抜粋文>
==========
私が担当した球団の中で、監督としての最高勝利数を残したのは今は亡き上田利治氏である。通算1322勝は歴代7位。私の新居が完成した時は、わざわざお祝いに駆けつけていただき、私の父と木造建ての家について楽しそうに話してくれていた姿を思い出す。

そんなウエさんは、よく私に「井坂君、原稿書くのが仕事なんやから、とにかく本を読みなさい。とくに、歴史の本がいい。歴史本には人生、生き方へのヒントがいっぱいある」と教えてくれた。

しかし、20年のプロ野球は歴史に学べない状況下にある。新型コロナウイルスの感染拡大で、延期、延期の末に、いまだに開幕日すら決まらない。7日にも緊急事態が宣言され、12人の監督たちは今、一体何を思い、どう考えて勝利への方程式を組み立てようとしているのだろうか。

阪神の矢野監督も、球界では屈指の読書家だと聞く。そこから、人生、生き方へのヒントを得て、そしてまた、野球というスポーツを勝利に導く道しるべを得ていることだろう。
==========
出典情報>
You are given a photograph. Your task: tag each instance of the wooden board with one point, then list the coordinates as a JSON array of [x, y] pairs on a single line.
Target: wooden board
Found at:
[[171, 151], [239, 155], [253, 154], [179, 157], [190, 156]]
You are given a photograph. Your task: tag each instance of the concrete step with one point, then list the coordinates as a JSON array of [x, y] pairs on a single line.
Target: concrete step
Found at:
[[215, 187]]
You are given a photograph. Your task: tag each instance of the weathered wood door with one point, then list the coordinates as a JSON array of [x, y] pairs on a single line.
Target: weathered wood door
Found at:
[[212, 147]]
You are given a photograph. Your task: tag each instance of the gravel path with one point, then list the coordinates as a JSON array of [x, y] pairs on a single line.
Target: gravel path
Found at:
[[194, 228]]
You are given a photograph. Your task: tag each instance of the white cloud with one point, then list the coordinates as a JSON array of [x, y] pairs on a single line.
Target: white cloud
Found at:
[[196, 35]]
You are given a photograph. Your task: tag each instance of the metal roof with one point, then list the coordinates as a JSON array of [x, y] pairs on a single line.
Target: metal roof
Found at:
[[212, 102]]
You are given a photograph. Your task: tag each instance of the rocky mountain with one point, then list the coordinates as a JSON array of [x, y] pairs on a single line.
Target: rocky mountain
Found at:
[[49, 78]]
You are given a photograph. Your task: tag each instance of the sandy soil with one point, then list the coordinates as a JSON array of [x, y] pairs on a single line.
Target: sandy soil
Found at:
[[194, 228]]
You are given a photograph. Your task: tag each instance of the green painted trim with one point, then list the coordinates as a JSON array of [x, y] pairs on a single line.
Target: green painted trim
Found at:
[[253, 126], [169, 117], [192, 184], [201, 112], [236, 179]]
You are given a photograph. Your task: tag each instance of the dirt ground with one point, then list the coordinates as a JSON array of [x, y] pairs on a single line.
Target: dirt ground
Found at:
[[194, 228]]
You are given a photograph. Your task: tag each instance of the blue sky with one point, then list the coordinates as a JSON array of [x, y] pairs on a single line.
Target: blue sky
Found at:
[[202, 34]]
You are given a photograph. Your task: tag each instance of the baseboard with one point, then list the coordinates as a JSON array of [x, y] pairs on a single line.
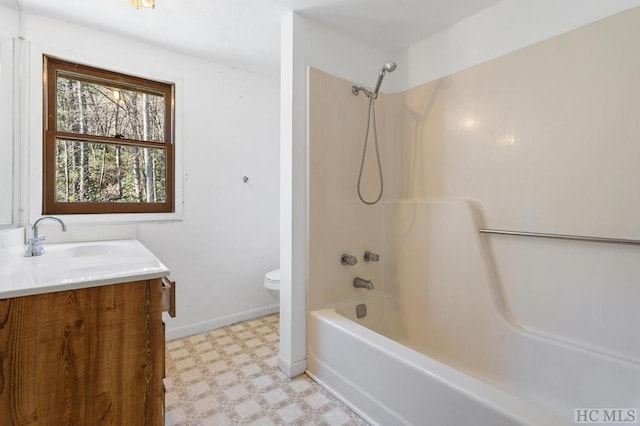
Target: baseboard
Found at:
[[292, 369], [201, 327]]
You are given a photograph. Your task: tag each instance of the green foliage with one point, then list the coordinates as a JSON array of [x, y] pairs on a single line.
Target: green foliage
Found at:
[[88, 171]]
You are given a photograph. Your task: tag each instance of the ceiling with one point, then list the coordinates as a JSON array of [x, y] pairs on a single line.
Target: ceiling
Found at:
[[246, 33]]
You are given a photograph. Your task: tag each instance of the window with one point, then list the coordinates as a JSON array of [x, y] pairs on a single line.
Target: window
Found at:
==========
取り組む課題>
a. 次の記述 (i)〜(iii) のそれぞれが抜粋文の内容と一致するかどうか答えてください。各記述について「はい」か「いいえ」で答え、決め手となる抜粋文の語句をそのまま引用してください。(i) 上田利治氏の監督としての通算勝利数は歴代7位である。(ii) 上田氏は、とくに小説を読むように勧めた。(iii) 20年のプロ野球は、開幕日がすでに決まっている。
b. 抜粋文では、今何を思っているのだろうかと述べられている監督は何人ですか。

解答一覧>
a.
(i) はい。「通算1322勝は歴代7位。」
(ii) いいえ。「とくに、歴史の本がいい。」
(iii) いいえ。「いまだに開幕日すら決まらない。」

b. 12人です。